REQUIREMENTS: Copy out the stretch from the line containing "trace: vineyard; an" through the end of the entries, both ends included and requests too. Multiply every outline coordinate in the answers by 2.15 and round each to a whole number, with halves rounded up.

start INFORMATION SHOWN

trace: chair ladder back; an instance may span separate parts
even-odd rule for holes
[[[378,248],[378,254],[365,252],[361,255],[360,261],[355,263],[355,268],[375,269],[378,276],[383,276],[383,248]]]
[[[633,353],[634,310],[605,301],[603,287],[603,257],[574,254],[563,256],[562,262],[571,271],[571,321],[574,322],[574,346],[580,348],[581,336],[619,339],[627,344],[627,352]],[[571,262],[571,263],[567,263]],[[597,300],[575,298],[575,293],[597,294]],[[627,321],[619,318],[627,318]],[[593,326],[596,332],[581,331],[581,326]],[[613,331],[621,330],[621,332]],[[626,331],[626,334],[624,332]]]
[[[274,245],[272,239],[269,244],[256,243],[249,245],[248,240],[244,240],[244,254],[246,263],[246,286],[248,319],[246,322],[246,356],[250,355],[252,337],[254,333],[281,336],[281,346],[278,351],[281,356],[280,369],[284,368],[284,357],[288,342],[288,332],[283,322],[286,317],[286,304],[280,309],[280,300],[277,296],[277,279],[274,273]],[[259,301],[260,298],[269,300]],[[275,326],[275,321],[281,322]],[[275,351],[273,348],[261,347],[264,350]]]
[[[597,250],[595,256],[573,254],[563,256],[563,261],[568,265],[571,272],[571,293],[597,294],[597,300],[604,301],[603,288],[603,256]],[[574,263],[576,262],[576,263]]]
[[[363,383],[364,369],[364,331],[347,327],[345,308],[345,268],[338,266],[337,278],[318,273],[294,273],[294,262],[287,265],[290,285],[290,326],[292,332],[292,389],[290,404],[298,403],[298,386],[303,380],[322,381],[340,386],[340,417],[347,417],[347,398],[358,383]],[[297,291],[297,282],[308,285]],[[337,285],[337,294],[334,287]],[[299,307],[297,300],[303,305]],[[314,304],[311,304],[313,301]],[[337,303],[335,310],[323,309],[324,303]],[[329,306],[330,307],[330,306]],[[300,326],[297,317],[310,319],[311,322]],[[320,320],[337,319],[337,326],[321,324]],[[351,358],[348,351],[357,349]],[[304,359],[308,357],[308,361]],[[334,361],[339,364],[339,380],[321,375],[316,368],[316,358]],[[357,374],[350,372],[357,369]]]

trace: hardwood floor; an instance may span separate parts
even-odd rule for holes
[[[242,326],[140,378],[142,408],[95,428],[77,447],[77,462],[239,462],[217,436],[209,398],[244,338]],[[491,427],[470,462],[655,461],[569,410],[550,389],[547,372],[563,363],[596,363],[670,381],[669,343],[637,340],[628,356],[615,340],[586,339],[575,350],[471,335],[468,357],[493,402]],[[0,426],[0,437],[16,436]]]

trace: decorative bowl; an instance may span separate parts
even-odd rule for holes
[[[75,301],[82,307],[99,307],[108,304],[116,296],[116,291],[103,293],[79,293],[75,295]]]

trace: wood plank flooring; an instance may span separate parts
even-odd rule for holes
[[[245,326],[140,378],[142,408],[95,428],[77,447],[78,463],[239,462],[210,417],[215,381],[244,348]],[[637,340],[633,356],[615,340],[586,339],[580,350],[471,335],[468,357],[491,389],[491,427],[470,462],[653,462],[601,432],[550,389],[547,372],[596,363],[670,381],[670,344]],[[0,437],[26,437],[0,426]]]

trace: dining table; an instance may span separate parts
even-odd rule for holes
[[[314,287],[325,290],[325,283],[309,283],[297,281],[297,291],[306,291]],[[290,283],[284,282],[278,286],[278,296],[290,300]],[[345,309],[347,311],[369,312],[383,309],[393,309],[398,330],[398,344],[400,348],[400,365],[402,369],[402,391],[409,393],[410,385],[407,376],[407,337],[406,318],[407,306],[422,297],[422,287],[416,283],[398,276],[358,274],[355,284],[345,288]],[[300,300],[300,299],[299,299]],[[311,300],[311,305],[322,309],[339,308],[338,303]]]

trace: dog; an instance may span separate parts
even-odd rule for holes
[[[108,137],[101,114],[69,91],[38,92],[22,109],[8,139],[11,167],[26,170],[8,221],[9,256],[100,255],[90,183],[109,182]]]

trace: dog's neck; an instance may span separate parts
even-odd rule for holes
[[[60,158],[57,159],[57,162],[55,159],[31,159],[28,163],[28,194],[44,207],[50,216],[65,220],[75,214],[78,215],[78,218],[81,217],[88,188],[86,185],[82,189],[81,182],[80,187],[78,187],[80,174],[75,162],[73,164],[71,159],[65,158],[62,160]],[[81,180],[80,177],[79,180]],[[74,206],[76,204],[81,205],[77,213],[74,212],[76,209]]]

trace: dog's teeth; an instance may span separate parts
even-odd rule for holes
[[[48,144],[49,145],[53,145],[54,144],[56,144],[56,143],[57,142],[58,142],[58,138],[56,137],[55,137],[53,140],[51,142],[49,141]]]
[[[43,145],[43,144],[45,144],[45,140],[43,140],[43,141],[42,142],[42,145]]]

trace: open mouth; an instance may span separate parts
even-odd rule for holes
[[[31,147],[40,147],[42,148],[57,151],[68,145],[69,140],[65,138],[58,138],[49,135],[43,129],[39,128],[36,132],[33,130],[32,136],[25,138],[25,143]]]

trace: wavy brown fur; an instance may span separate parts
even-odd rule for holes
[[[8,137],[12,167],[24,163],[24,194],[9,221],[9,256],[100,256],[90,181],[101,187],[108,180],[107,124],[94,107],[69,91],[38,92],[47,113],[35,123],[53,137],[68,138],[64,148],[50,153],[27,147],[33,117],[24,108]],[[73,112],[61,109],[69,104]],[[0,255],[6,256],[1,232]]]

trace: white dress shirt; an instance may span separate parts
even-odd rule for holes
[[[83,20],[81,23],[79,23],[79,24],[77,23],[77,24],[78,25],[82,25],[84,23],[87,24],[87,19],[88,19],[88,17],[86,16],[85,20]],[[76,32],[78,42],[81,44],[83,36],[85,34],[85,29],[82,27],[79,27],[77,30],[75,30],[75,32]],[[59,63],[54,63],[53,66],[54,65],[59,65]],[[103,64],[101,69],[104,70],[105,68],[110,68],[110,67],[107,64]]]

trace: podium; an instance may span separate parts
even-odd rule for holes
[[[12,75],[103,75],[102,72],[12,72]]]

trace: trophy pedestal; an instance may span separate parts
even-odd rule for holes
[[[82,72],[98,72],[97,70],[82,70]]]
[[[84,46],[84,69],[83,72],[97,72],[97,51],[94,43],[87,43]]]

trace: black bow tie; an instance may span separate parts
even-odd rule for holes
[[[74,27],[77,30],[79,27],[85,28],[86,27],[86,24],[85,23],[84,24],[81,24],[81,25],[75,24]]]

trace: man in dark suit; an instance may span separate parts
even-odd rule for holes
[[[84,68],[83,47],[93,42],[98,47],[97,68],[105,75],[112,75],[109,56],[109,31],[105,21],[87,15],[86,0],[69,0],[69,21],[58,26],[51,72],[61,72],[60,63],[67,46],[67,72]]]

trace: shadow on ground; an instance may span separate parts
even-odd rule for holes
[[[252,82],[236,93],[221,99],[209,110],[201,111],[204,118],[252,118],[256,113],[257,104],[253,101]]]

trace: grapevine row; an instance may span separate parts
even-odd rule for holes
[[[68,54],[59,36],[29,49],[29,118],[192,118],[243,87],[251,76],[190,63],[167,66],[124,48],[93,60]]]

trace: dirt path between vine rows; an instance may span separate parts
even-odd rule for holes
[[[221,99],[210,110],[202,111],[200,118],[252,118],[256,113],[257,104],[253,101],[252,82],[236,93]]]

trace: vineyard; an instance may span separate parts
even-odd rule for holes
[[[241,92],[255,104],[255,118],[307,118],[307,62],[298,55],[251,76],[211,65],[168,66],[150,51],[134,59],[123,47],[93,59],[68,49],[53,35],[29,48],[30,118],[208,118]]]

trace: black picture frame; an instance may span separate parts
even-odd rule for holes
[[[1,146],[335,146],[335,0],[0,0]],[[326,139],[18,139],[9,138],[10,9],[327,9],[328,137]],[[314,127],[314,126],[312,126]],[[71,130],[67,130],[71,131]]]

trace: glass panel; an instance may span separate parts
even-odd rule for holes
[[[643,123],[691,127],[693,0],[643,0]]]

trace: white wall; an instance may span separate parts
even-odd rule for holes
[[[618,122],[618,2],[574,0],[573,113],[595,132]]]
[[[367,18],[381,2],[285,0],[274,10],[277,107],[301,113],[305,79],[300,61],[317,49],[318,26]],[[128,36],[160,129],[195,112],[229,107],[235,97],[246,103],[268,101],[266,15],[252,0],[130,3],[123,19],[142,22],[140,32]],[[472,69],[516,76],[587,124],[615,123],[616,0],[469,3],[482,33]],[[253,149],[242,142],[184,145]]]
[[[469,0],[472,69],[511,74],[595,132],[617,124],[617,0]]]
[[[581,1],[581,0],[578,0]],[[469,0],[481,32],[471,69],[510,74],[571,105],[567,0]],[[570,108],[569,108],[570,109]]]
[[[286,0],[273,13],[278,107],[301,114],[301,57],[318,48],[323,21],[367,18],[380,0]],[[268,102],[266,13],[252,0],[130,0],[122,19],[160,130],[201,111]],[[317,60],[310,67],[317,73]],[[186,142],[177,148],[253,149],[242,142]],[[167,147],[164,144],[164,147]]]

end INFORMATION SHOWN

OUTPUT FOR THIS TASK:
trace: vineyard; an instance may span separate parts
even-odd rule for holes
[[[518,198],[548,224],[548,254],[660,254],[660,133],[641,118],[540,163],[454,140],[361,142],[323,110],[288,127],[264,101],[200,127],[146,105],[114,75],[62,103],[65,254],[447,254]]]

trace: black picture frame; an instance may span separate parts
even-odd rule for holes
[[[2,314],[720,314],[720,0],[0,0]],[[701,299],[39,299],[19,297],[22,19],[703,19],[705,295]],[[675,273],[675,271],[671,271]],[[153,280],[144,280],[153,282]]]

trace: glass panel; an instance may span separate parts
even-odd rule for holes
[[[1382,264],[1486,273],[1490,0],[1382,0]]]

trace: white wall; an instance may span separate parts
even-odd rule for holes
[[[1329,262],[1329,4],[1234,0],[1232,243],[1279,284]]]
[[[789,39],[819,4],[613,0],[589,22],[596,230],[647,243],[656,170],[645,131],[682,105],[684,56]],[[275,77],[344,277],[419,241],[492,230],[505,209],[529,221],[576,217],[572,32],[542,0],[280,6],[264,41],[305,47],[301,69]],[[1015,148],[1109,163],[1262,267],[1322,264],[1324,0],[1008,6],[1036,71]],[[544,320],[520,305],[396,312]]]
[[[1008,0],[1015,148],[1099,159],[1279,284],[1327,267],[1327,0]]]
[[[1249,2],[1249,0],[1243,0]],[[1008,0],[1034,69],[1013,148],[1097,159],[1228,226],[1219,0]],[[1226,232],[1223,232],[1226,234]]]
[[[615,0],[587,28],[598,230],[647,245],[647,123],[684,103],[694,45],[789,39],[817,0]],[[576,219],[572,28],[542,0],[280,0],[262,41],[344,280],[432,239]],[[682,129],[667,144],[682,157]],[[400,305],[381,318],[544,320],[520,305]],[[359,316],[353,310],[353,316]]]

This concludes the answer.